#### DATA LINES ####

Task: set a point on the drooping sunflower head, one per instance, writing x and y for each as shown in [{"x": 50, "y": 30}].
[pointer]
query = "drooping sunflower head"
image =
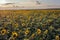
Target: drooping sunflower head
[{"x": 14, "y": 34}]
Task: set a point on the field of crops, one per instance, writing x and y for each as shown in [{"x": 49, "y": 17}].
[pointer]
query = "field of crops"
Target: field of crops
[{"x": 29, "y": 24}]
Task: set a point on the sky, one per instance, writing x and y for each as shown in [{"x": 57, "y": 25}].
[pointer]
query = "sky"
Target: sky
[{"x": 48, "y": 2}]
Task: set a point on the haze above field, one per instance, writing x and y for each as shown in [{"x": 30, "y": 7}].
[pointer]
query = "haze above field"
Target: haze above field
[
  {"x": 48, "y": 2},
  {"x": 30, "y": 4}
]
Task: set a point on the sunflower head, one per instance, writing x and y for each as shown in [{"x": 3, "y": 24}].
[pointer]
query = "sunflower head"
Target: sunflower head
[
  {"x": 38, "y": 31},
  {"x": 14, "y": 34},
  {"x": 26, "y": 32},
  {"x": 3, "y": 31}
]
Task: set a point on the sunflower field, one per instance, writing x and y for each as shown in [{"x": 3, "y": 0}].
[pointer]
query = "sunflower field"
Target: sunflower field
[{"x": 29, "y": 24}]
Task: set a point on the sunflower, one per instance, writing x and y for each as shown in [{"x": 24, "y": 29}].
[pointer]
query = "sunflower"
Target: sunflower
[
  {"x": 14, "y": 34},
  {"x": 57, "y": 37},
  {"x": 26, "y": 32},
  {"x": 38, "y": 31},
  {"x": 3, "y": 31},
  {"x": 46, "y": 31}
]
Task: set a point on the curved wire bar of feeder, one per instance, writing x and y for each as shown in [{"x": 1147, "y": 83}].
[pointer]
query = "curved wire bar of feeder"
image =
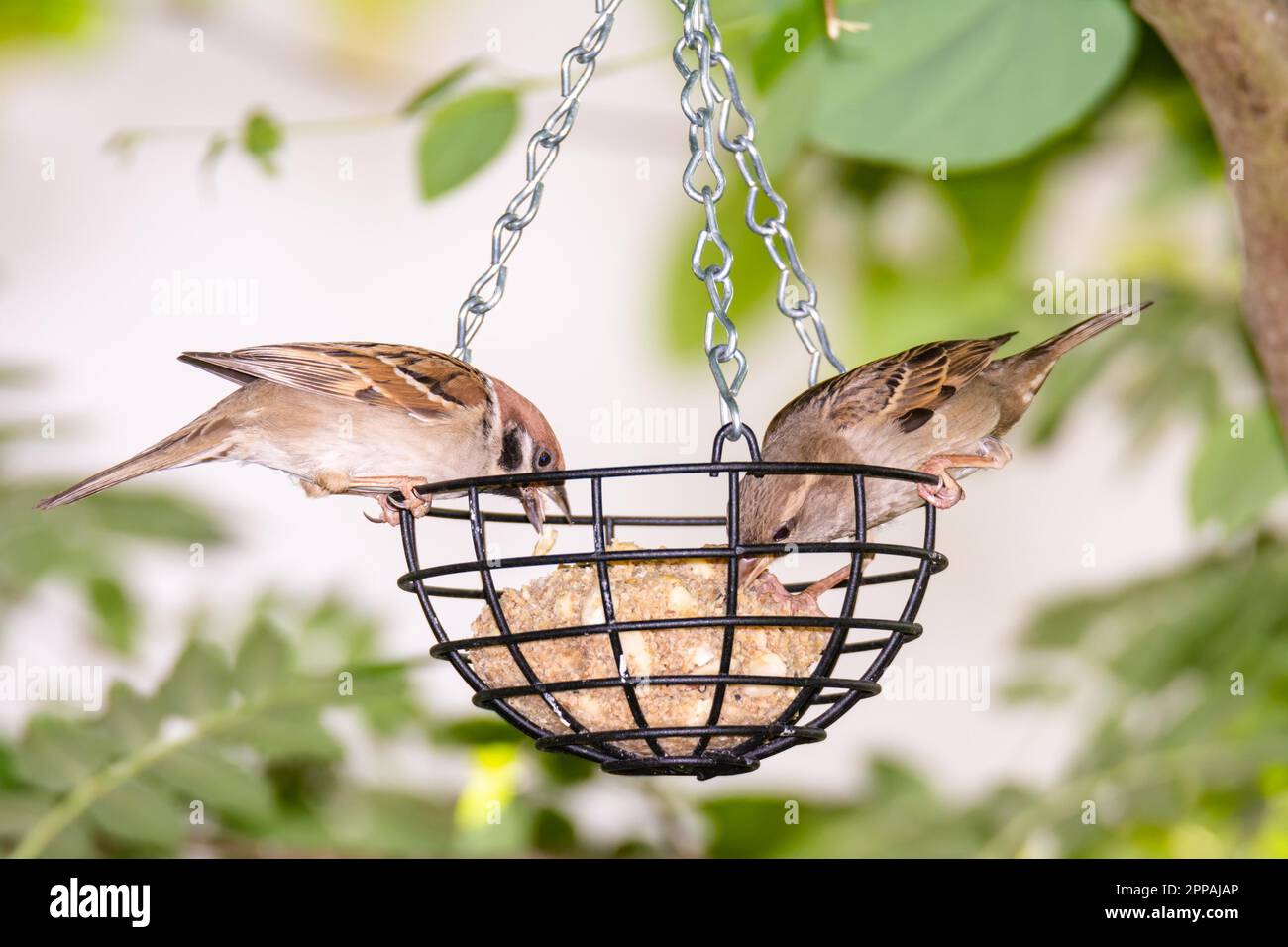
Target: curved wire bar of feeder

####

**AIM**
Please write out all of the data above word for word, leaving out the pictures.

**FULL RESPONSE**
Task: set a point on the drooping sunflower head, one per instance, writing x and y for each as shown in [{"x": 50, "y": 30}].
[pointer]
query = "drooping sunflower head"
image =
Target: drooping sunflower head
[{"x": 14, "y": 34}]
Task: set a point on the field of crops, one per instance, writing x and y for each as shown in [{"x": 49, "y": 17}].
[pointer]
query = "field of crops"
Target: field of crops
[{"x": 29, "y": 24}]
Task: set a point on the sky, one per instance, writing x and y for each as shown in [{"x": 57, "y": 25}].
[pointer]
query = "sky"
Target: sky
[{"x": 48, "y": 2}]
Task: set a point on the haze above field, one per instance, writing x and y for each as shown in [{"x": 30, "y": 7}].
[pointer]
query = "haze above field"
Target: haze above field
[
  {"x": 48, "y": 2},
  {"x": 30, "y": 4}
]
Task: set a point on the sunflower head, one per instance, writing x and y for each as shown in [{"x": 3, "y": 24}].
[pointer]
query = "sunflower head"
Target: sunflower head
[
  {"x": 38, "y": 31},
  {"x": 14, "y": 34},
  {"x": 26, "y": 32},
  {"x": 3, "y": 31}
]
Task: set a point on the sunflower field, one per instance, writing x and y for each as shown in [{"x": 3, "y": 0}].
[pointer]
query = "sunflower field"
Target: sunflower field
[{"x": 29, "y": 24}]
Task: set a point on the sunflower, one per instance, writing x and y for each as shown in [{"x": 24, "y": 29}].
[pointer]
query = "sunflower"
Target: sunflower
[
  {"x": 14, "y": 34},
  {"x": 57, "y": 37},
  {"x": 26, "y": 32},
  {"x": 38, "y": 31},
  {"x": 3, "y": 31},
  {"x": 46, "y": 31}
]
Task: set a point on the curved wire bar of feeder, one per instance, writing x and y for each as shown in [{"x": 1147, "y": 83}].
[pointer]
query = "curved wire bar of feeder"
image =
Target: curved wire bar of feeder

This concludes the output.